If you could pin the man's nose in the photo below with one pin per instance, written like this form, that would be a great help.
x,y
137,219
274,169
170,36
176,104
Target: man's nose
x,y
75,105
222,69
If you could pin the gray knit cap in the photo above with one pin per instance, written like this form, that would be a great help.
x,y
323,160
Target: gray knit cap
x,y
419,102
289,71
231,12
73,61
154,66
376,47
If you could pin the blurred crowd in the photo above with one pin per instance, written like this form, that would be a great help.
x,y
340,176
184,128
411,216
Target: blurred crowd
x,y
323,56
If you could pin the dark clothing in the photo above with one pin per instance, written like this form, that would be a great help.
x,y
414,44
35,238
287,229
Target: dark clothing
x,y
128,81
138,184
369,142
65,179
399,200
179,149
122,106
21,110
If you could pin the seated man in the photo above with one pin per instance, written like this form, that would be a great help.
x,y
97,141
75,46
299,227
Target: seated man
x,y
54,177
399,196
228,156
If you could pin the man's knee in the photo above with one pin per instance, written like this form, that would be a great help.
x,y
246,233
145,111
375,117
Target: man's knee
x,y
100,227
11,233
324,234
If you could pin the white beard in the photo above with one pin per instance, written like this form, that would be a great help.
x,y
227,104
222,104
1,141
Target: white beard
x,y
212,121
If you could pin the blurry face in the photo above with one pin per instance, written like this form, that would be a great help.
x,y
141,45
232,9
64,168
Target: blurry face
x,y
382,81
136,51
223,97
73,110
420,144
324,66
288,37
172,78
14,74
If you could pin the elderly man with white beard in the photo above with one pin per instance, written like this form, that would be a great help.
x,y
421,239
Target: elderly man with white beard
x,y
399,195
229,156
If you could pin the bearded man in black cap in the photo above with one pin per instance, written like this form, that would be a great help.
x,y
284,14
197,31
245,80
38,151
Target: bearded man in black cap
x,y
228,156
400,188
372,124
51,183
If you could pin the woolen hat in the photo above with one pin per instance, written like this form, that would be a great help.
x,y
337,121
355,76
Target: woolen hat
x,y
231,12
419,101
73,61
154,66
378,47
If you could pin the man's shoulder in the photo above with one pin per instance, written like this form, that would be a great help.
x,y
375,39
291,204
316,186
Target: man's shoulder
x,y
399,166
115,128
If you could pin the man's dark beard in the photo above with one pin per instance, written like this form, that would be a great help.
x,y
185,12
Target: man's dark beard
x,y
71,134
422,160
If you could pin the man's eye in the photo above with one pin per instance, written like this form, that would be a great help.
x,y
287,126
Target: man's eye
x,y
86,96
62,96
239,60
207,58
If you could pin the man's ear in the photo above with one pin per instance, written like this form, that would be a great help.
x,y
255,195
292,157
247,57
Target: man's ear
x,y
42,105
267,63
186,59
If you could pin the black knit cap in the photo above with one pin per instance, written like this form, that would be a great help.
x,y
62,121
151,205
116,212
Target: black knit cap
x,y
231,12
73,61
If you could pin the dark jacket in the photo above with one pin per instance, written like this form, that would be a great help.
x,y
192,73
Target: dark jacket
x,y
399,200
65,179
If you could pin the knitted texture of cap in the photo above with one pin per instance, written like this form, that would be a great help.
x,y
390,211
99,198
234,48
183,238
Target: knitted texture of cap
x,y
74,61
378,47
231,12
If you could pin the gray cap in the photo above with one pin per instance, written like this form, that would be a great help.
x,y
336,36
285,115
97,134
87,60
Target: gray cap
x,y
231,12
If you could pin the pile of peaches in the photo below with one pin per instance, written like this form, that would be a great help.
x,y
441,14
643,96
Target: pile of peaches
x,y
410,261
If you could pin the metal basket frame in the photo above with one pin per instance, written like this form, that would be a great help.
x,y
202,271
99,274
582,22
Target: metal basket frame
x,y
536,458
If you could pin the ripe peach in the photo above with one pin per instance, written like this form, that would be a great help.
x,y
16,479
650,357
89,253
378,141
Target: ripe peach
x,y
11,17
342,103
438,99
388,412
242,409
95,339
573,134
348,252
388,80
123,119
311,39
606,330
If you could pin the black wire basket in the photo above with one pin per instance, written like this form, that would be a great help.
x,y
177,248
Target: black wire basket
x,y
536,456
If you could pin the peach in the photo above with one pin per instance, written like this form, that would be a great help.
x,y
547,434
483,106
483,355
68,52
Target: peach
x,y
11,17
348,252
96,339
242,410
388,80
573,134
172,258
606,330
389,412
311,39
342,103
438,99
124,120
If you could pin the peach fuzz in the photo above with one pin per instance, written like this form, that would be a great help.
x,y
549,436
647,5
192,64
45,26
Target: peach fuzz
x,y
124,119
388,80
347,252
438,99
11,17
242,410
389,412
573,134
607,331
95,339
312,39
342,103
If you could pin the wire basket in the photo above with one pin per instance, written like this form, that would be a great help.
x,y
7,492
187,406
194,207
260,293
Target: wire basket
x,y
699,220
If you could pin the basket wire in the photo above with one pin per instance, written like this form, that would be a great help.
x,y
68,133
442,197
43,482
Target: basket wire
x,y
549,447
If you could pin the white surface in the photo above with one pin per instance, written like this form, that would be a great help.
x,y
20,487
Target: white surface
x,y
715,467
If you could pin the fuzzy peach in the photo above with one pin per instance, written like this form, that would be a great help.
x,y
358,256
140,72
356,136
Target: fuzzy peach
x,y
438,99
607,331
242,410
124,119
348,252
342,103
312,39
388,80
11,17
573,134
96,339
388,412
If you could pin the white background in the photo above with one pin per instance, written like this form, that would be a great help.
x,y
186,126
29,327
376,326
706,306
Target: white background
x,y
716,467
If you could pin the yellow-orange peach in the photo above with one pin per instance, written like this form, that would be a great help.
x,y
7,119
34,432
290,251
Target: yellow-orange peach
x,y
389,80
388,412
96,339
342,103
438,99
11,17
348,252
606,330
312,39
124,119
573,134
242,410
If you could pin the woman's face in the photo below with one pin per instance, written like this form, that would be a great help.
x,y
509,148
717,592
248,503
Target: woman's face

════════════════════

WRITTEN REQUEST:
Recast all of the lines above as a Markdown table with the columns No. and Text. Number the rows in order and leave out any blank lines.

WORKED ANSWER:
| No. | Text |
|---|---|
| 1 | If you could pin the man's nose in the photo below with one pin per instance, written like this form, that would be a great help. |
| 2 | x,y |
| 3 | 137,219 |
| 4 | 274,169 |
| 5 | 170,36 |
| 6 | 176,104 |
| 7 | Target: man's nose |
| 8 | x,y |
| 9 | 75,105 |
| 10 | 222,69 |
| 11 | If you could pin the gray knit cap in the photo above with one pin per instance, written like this form, that would be a great help. |
| 12 | x,y |
| 13 | 323,160 |
| 14 | Target: gray knit cap |
| 15 | x,y |
| 16 | 419,102 |
| 17 | 289,71 |
| 18 | 231,12 |
| 19 | 73,61 |
| 20 | 154,66 |
| 21 | 376,47 |
| 22 | If you could pin the blurred crowd in the photo above with one pin per instance, written like this form, that would be a great help. |
| 23 | x,y |
| 24 | 340,176 |
| 25 | 184,128 |
| 26 | 411,216 |
| 27 | Target: blurred crowd |
| 28 | x,y |
| 29 | 323,56 |
| 30 | If you could pin the dark clothing in the photo above with one pin per instance, written like this form, that would be a great help. |
| 31 | x,y |
| 32 | 414,44 |
| 33 | 35,238 |
| 34 | 287,229 |
| 35 | Target: dark clothing |
| 36 | x,y |
| 37 | 128,81 |
| 38 | 138,184 |
| 39 | 369,142 |
| 40 | 65,179 |
| 41 | 399,200 |
| 42 | 179,149 |
| 43 | 122,106 |
| 44 | 21,110 |
| 45 | If you could pin the seated man in the photo above with one pin per instance, written like this form, that would be a great help. |
| 46 | x,y |
| 47 | 97,141 |
| 48 | 75,46 |
| 49 | 299,227 |
| 50 | Target: seated man |
| 51 | x,y |
| 52 | 54,177 |
| 53 | 399,196 |
| 54 | 228,156 |
| 55 | If you could pin the man's knee in the photo above with one pin per instance, written like this form, that would be a great help. |
| 56 | x,y |
| 57 | 246,233 |
| 58 | 145,111 |
| 59 | 375,117 |
| 60 | Target: man's knee |
| 61 | x,y |
| 62 | 100,227 |
| 63 | 11,233 |
| 64 | 324,234 |
| 65 | If you could pin the white beard in the photo above with one pin per instance, written like this form, that would be a great help. |
| 66 | x,y |
| 67 | 227,104 |
| 68 | 222,104 |
| 69 | 1,141 |
| 70 | Target: white beard |
| 71 | x,y |
| 72 | 212,121 |
| 73 | If you could pin the blurry face in the photo above with one pin per instance, written like this form, that would be a great help. |
| 74 | x,y |
| 75 | 141,45 |
| 76 | 232,9 |
| 77 | 64,168 |
| 78 | Target: blurry face |
| 79 | x,y |
| 80 | 382,81 |
| 81 | 136,51 |
| 82 | 223,97 |
| 83 | 73,110 |
| 84 | 420,144 |
| 85 | 324,66 |
| 86 | 288,37 |
| 87 | 172,78 |
| 88 | 14,74 |
| 89 | If you could pin the elderly man with white beard in the photo above with one pin per instance, written like this form, that would be a great help. |
| 90 | x,y |
| 91 | 421,239 |
| 92 | Target: elderly man with white beard |
| 93 | x,y |
| 94 | 399,195 |
| 95 | 229,156 |
| 96 | If you could pin the bearded man in black cap in the photo above with one pin per instance, written like this form, that would be a great help. |
| 97 | x,y |
| 98 | 284,14 |
| 99 | 197,31 |
| 100 | 245,80 |
| 101 | 38,151 |
| 102 | Target: bearded man in black cap |
| 103 | x,y |
| 104 | 228,156 |
| 105 | 400,188 |
| 106 | 372,124 |
| 107 | 51,183 |
| 108 | If you could pin the woolen hat in the photo above with one pin per instance, written like this form, that would be a great help. |
| 109 | x,y |
| 110 | 337,121 |
| 111 | 355,76 |
| 112 | Target: woolen hat |
| 113 | x,y |
| 114 | 231,12 |
| 115 | 419,101 |
| 116 | 73,61 |
| 117 | 154,66 |
| 118 | 378,47 |
| 119 | If you could pin the man's shoulder in the photo above with one pin per instance, written like this form, that would be a great help. |
| 120 | x,y |
| 121 | 375,39 |
| 122 | 291,204 |
| 123 | 316,186 |
| 124 | Target: man's shoulder |
| 125 | x,y |
| 126 | 399,166 |
| 127 | 115,128 |
| 128 | If you could pin the man's dark beard in the photo above with one pin per instance, written like this form, that would be a great help. |
| 129 | x,y |
| 130 | 185,12 |
| 131 | Target: man's dark beard |
| 132 | x,y |
| 133 | 71,134 |
| 134 | 422,160 |
| 135 | If you could pin the man's eye in the photo above with one pin per instance, written like this form, that would be a great help. |
| 136 | x,y |
| 137 | 287,126 |
| 138 | Target: man's eye |
| 139 | x,y |
| 140 | 86,96 |
| 141 | 62,96 |
| 142 | 239,60 |
| 143 | 207,58 |
| 144 | If you could pin the man's ear in the photo above with one pin per instance, written like this form, that would be a great help. |
| 145 | x,y |
| 146 | 255,195 |
| 147 | 292,157 |
| 148 | 247,57 |
| 149 | Target: man's ear |
| 150 | x,y |
| 151 | 42,105 |
| 152 | 267,63 |
| 153 | 186,59 |
| 154 | If you could pin the black knit cap in the photo above with one pin per instance, written like this form, that would be a great help. |
| 155 | x,y |
| 156 | 62,121 |
| 157 | 151,205 |
| 158 | 116,212 |
| 159 | Target: black knit cap |
| 160 | x,y |
| 161 | 231,12 |
| 162 | 73,61 |
| 163 | If you could pin the dark jacket in the photo above with one pin per instance, written like this form, that would be a great help. |
| 164 | x,y |
| 165 | 192,73 |
| 166 | Target: dark jacket |
| 167 | x,y |
| 168 | 399,200 |
| 169 | 65,179 |
| 170 | If you could pin the knitted texture of cap in the photo above with one pin per instance, written like this form, that would be a great help. |
| 171 | x,y |
| 172 | 390,211 |
| 173 | 99,198 |
| 174 | 234,48 |
| 175 | 183,238 |
| 176 | Target: knitted texture of cap |
| 177 | x,y |
| 178 | 74,61 |
| 179 | 378,47 |
| 180 | 231,12 |
| 181 | If you could pin the gray cap in the photo above with one pin per instance, written like this form, that would be a great help. |
| 182 | x,y |
| 183 | 336,36 |
| 184 | 285,115 |
| 185 | 97,134 |
| 186 | 87,60 |
| 187 | Target: gray cap |
| 188 | x,y |
| 189 | 231,12 |
| 190 | If you could pin the pile of peaches in the photo below with one pin per instance, written like this form, that would be a great help. |
| 191 | x,y |
| 192 | 441,14 |
| 193 | 643,96 |
| 194 | Target: pile of peaches |
| 195 | x,y |
| 196 | 410,261 |
| 197 | If you could pin the metal basket frame in the photo above with one pin per instance, written like this form, that would be a great help. |
| 198 | x,y |
| 199 | 202,271 |
| 200 | 99,274 |
| 201 | 582,22 |
| 202 | Target: metal basket frame |
| 203 | x,y |
| 204 | 536,458 |
| 205 | If you could pin the ripe peach in the photo above with one pin per instance, written like this form, that would be a great help. |
| 206 | x,y |
| 207 | 16,479 |
| 208 | 650,357 |
| 209 | 89,253 |
| 210 | 378,141 |
| 211 | Target: ripe peach |
| 212 | x,y |
| 213 | 11,17 |
| 214 | 342,103 |
| 215 | 438,99 |
| 216 | 388,412 |
| 217 | 242,409 |
| 218 | 95,339 |
| 219 | 573,134 |
| 220 | 348,252 |
| 221 | 388,80 |
| 222 | 123,119 |
| 223 | 311,39 |
| 224 | 606,330 |
| 225 | If you could pin the black wire basket in the photo above with one pin per instance, written like this form, that would be a great help. |
| 226 | x,y |
| 227 | 177,248 |
| 228 | Target: black wire basket |
| 229 | x,y |
| 230 | 536,456 |
| 231 | If you could pin the peach in the photo above with one pin per instance, written like this form, that would be a great help. |
| 232 | x,y |
| 233 | 547,434 |
| 234 | 483,106 |
| 235 | 483,355 |
| 236 | 68,52 |
| 237 | Target: peach |
| 238 | x,y |
| 239 | 11,17 |
| 240 | 348,252 |
| 241 | 96,339 |
| 242 | 242,410 |
| 243 | 388,80 |
| 244 | 573,134 |
| 245 | 172,258 |
| 246 | 606,330 |
| 247 | 389,412 |
| 248 | 311,39 |
| 249 | 342,103 |
| 250 | 438,99 |
| 251 | 124,120 |
| 252 | If you could pin the peach fuzz in the photo above with one pin per instance, written like this form, that would be a great help. |
| 253 | x,y |
| 254 | 549,436 |
| 255 | 647,5 |
| 256 | 192,64 |
| 257 | 45,26 |
| 258 | Target: peach fuzz |
| 259 | x,y |
| 260 | 124,119 |
| 261 | 388,80 |
| 262 | 347,252 |
| 263 | 438,99 |
| 264 | 11,17 |
| 265 | 242,410 |
| 266 | 389,412 |
| 267 | 573,134 |
| 268 | 607,331 |
| 269 | 95,339 |
| 270 | 312,39 |
| 271 | 342,103 |
| 272 | If you could pin the wire basket in the photo above with one pin per instance, written like this form, that would be a great help. |
| 273 | x,y |
| 274 | 7,492 |
| 275 | 187,406 |
| 276 | 194,207 |
| 277 | 260,293 |
| 278 | Target: wire basket |
| 279 | x,y |
| 280 | 699,220 |
| 281 | If you could pin the basket wire in the photo above with one pin per instance, written like this form, that would be a great help. |
| 282 | x,y |
| 283 | 68,133 |
| 284 | 442,197 |
| 285 | 43,482 |
| 286 | Target: basket wire |
| 287 | x,y |
| 288 | 549,447 |
| 289 | If you could pin the white surface in the photo above with one pin per instance, written like this form, that would be a great help. |
| 290 | x,y |
| 291 | 20,487 |
| 292 | Target: white surface |
| 293 | x,y |
| 294 | 715,467 |
| 295 | If you could pin the fuzzy peach in the photo above with one pin per instance, written like this form, that would be a great help. |
| 296 | x,y |
| 297 | 358,256 |
| 298 | 140,72 |
| 299 | 356,136 |
| 300 | Target: fuzzy peach |
| 301 | x,y |
| 302 | 438,99 |
| 303 | 607,331 |
| 304 | 242,410 |
| 305 | 124,119 |
| 306 | 348,252 |
| 307 | 342,103 |
| 308 | 312,39 |
| 309 | 388,80 |
| 310 | 11,17 |
| 311 | 573,134 |
| 312 | 96,339 |
| 313 | 388,412 |
| 314 | If you could pin the white background in the photo above with one pin per instance, written like this form, that would be a great help. |
| 315 | x,y |
| 316 | 186,126 |
| 317 | 29,327 |
| 318 | 376,326 |
| 319 | 706,306 |
| 320 | Target: white background |
| 321 | x,y |
| 322 | 716,467 |
| 323 | If you could pin the yellow-orange peach in the photo above with one pin per instance, written like this form, that would be a great help. |
| 324 | x,y |
| 325 | 7,119 |
| 326 | 34,432 |
| 327 | 290,251 |
| 328 | Target: yellow-orange peach |
| 329 | x,y |
| 330 | 389,80 |
| 331 | 388,412 |
| 332 | 96,339 |
| 333 | 342,103 |
| 334 | 438,99 |
| 335 | 11,17 |
| 336 | 348,252 |
| 337 | 606,330 |
| 338 | 312,39 |
| 339 | 124,119 |
| 340 | 573,134 |
| 341 | 242,410 |
| 342 | If you could pin the woman's face in the photo below with one pin per instance, written like this form, that would be a great help. |
| 343 | x,y |
| 344 | 509,148 |
| 345 | 717,592 |
| 346 | 248,503 |
| 347 | Target: woman's face |